>> Begin Passage to read
Skip to main content

QwenModel

GenerativeModel
DashAI.back.models.hugging_face.QwenModel

Qwen 2.5 Instruct model for efficient text generation via llama.cpp.

Qwen 2.5 is a series of dense transformer language models from Alibaba Cloud, spanning 0.5B to 72B parameters. The DashAI integration exposes the 0.5B and 1.5B Instruct variants, which run comfortably on CPU. Both are trained on 18 trillion tokens with improved coding, mathematics, and multilingual capability over Qwen 2.

Models are loaded as GGUF Q8_0 quantized checkpoints via llama-cpp-python; the quantization file is selected automatically from the HuggingFace repo.

References

Parameters

model_name : string, default=Qwen/Qwen2.5-1.5B-Instruct-GGUF
The Qwen 2.5 Instruct checkpoint to load in GGUF format. '0.5B' (500M parameters) is faster and uses less memory, suitable for lightweight tasks on CPU. '1.5B' (1.5B parameters) is more capable and produces higher-quality responses at the cost of more memory and slightly slower inference.
>> End Passage to read
>> Begin Recorded information
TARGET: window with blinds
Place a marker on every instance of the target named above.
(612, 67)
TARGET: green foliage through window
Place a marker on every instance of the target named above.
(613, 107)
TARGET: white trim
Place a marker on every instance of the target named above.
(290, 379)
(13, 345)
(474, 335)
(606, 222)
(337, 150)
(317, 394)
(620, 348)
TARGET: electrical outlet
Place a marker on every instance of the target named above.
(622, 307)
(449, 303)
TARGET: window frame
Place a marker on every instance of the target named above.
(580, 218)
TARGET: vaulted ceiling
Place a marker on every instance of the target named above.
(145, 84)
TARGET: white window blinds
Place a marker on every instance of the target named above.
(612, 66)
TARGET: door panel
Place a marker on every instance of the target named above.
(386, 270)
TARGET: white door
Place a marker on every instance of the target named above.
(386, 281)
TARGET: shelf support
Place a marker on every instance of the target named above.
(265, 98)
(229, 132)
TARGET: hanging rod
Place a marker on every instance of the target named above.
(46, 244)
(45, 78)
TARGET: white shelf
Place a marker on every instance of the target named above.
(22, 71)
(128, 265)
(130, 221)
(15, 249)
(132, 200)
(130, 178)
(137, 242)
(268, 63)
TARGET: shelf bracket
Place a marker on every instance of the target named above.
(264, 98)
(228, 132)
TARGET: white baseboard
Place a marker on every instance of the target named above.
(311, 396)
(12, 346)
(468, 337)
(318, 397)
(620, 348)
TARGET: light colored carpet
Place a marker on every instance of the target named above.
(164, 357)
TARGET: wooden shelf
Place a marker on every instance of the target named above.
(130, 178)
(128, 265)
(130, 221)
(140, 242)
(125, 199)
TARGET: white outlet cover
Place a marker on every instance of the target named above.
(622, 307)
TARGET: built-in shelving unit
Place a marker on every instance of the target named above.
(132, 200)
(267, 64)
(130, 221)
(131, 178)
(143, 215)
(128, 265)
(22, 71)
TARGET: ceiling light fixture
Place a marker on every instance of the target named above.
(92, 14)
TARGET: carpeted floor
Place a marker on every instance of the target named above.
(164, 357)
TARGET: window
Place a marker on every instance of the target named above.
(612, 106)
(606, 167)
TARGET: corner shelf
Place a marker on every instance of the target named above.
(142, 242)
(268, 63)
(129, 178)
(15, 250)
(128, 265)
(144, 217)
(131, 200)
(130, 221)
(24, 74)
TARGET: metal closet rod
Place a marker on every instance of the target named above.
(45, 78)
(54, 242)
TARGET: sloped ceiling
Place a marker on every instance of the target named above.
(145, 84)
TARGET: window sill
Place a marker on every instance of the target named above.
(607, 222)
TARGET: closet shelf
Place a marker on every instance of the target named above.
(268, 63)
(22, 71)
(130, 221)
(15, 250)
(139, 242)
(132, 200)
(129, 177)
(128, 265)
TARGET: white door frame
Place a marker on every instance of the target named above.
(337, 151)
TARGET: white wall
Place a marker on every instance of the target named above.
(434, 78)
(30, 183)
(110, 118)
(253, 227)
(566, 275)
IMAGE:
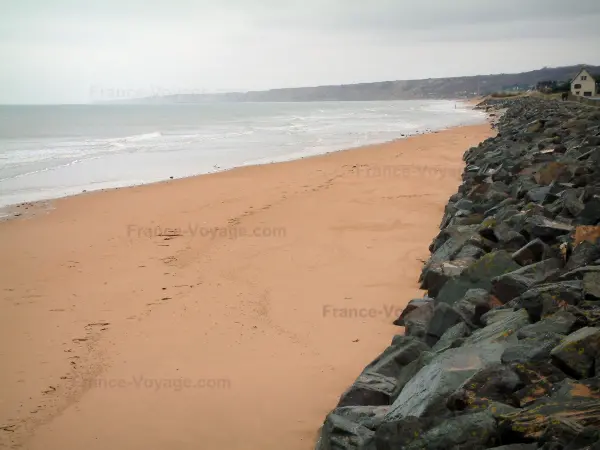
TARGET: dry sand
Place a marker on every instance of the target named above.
(239, 330)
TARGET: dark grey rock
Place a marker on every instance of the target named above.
(591, 212)
(411, 306)
(583, 254)
(547, 299)
(502, 330)
(444, 317)
(493, 384)
(474, 304)
(370, 389)
(404, 349)
(511, 285)
(417, 321)
(478, 276)
(534, 251)
(535, 348)
(561, 322)
(471, 431)
(427, 391)
(367, 416)
(451, 337)
(546, 229)
(577, 353)
(340, 433)
(591, 285)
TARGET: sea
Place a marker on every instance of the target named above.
(48, 152)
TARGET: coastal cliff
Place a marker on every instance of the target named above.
(504, 350)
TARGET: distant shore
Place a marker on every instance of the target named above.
(226, 310)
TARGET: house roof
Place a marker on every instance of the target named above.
(595, 77)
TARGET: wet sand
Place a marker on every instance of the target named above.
(225, 311)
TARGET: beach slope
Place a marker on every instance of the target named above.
(225, 311)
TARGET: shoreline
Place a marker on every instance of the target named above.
(15, 210)
(318, 266)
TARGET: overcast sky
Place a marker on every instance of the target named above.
(75, 51)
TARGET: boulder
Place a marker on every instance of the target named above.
(474, 304)
(500, 331)
(576, 355)
(547, 229)
(476, 431)
(591, 285)
(495, 383)
(367, 416)
(411, 306)
(427, 391)
(453, 336)
(546, 299)
(530, 423)
(404, 349)
(399, 433)
(444, 317)
(417, 321)
(534, 251)
(370, 389)
(561, 322)
(511, 285)
(538, 378)
(534, 348)
(340, 433)
(478, 276)
(585, 253)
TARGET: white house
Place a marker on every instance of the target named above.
(584, 84)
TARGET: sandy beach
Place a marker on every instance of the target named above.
(225, 311)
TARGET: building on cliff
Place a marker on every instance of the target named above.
(585, 84)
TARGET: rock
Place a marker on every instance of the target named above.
(547, 299)
(591, 285)
(535, 348)
(411, 306)
(477, 276)
(531, 422)
(439, 273)
(534, 251)
(404, 349)
(583, 254)
(570, 389)
(451, 337)
(367, 416)
(444, 317)
(560, 432)
(427, 391)
(474, 304)
(539, 379)
(591, 212)
(471, 431)
(339, 433)
(495, 383)
(578, 352)
(562, 322)
(409, 371)
(370, 389)
(511, 285)
(501, 330)
(417, 321)
(495, 315)
(546, 229)
(398, 434)
(516, 447)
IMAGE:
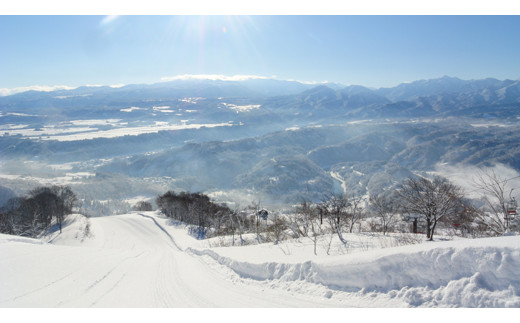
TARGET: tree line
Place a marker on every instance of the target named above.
(30, 215)
(433, 202)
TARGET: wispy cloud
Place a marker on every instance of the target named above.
(108, 19)
(42, 88)
(215, 77)
(45, 88)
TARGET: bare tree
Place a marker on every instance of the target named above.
(355, 212)
(306, 223)
(335, 210)
(495, 194)
(385, 208)
(434, 199)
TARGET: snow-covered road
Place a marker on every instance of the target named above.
(130, 262)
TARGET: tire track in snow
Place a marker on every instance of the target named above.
(163, 230)
(112, 270)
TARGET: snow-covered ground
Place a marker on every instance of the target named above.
(147, 260)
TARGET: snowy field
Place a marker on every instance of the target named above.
(145, 260)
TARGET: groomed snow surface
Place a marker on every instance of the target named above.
(146, 260)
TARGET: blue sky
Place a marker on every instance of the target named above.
(377, 51)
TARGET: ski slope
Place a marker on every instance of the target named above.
(142, 260)
(130, 262)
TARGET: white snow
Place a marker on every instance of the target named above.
(132, 109)
(147, 260)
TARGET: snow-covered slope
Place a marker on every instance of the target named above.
(145, 260)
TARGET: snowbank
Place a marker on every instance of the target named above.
(476, 273)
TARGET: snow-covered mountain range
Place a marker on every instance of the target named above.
(278, 140)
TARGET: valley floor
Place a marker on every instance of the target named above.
(145, 260)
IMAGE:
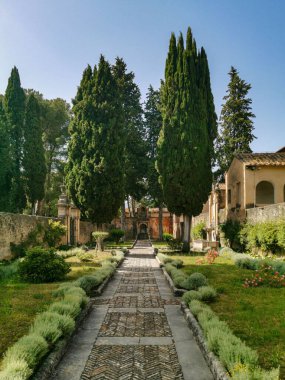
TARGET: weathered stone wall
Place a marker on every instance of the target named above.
(266, 213)
(86, 229)
(204, 217)
(14, 228)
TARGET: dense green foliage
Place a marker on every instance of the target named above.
(153, 124)
(14, 102)
(42, 265)
(95, 170)
(198, 231)
(262, 237)
(33, 153)
(236, 132)
(135, 152)
(33, 137)
(116, 234)
(53, 233)
(185, 146)
(6, 166)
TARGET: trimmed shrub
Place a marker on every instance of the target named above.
(85, 256)
(49, 331)
(116, 234)
(42, 265)
(8, 270)
(246, 262)
(54, 233)
(197, 307)
(16, 370)
(167, 237)
(63, 322)
(233, 351)
(30, 348)
(195, 281)
(177, 263)
(65, 308)
(191, 295)
(207, 293)
(198, 231)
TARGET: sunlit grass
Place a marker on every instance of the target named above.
(256, 315)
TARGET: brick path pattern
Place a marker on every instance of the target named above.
(135, 331)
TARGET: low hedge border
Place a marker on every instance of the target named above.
(241, 371)
(213, 362)
(73, 292)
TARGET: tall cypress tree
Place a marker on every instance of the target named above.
(33, 153)
(95, 169)
(153, 124)
(136, 148)
(185, 143)
(6, 164)
(236, 124)
(14, 102)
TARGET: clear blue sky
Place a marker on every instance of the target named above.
(52, 41)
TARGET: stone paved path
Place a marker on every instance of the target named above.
(135, 330)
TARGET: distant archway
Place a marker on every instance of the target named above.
>> End Recorded information
**Job 1**.
According to the QwenModel documentation, how many tokens were both exposed Qwen 2.5 variants trained on?
**Job 2**.
Pick up the QwenModel documentation where it stops and continue it.

**Response 1**.
18 trillion tokens.

**Response 2**.
max_tokens : integer, default=100
Maximum number of new tokens the model will generate per response. Roughly 1 token ≈ 0.75 English words. Set to 100-200 for short answers, 500-1000 for detailed explanations or code. Must not exceed the context window minus the prompt length.
temperature : number, default=0.7
Sampling temperature controlling output randomness (range 0.0-1.0). At 0.0 the model always picks the most likely token (greedy, fully deterministic). Around 0.7 is a good balance for conversational tasks. At 1.0 outputs are maximally varied and unpredictable.
frequency_penalty : number, default=0.1
Penalizes tokens that have already appeared in the output based on how often they occur (range 0.0-2.0). At 0.0 there is no penalty and the model may repeat itself. Values around 0.1-0.3 gently discourage repetition. High values (1.5+) strongly prevent reuse of any word, which may produce less coherent text.
context_window : integer, default=512
Total token budget for a single forward pass, including both the input prompt and the generated response. Larger values allow longer conversations but consume more RAM/VRAM. Qwen 2.5 supports up to 32768 tokens natively; keep this at or below that limit.
device : string, default=CPU
Hardware device for llama.cpp inference. 'CPU' runs the model fully in RAM with no GPU requirement. Selecting a GPU option offloads all layers for faster inference, setting n_gpu_layers=-1 so every transformer layer is GPU-accelerated.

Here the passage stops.